Listed entries Start Marker

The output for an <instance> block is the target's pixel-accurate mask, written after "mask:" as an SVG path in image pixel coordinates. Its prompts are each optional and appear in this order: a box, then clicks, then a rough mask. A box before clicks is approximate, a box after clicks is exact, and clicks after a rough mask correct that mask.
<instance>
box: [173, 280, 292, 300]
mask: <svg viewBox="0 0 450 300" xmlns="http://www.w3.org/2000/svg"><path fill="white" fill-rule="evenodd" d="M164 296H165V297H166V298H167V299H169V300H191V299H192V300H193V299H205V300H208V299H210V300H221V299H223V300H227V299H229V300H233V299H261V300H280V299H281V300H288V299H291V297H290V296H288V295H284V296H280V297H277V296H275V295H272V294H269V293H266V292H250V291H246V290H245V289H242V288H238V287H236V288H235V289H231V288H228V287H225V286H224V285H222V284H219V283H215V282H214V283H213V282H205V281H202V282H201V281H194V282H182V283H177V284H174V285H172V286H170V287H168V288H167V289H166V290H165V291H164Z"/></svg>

Listed entries End Marker
Listed entries Start Marker

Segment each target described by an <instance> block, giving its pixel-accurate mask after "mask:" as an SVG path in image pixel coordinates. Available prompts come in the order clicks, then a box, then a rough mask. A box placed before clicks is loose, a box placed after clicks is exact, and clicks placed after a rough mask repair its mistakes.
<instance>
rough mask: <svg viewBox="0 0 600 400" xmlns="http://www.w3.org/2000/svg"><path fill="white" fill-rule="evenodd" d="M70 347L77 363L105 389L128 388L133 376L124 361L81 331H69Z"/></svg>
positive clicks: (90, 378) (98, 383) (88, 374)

Listed entries End Marker

-- Work instruction --
How many lines of the listing above contain the word "correct"? Case counts. Reply with the number alone.

-- Your solution --
1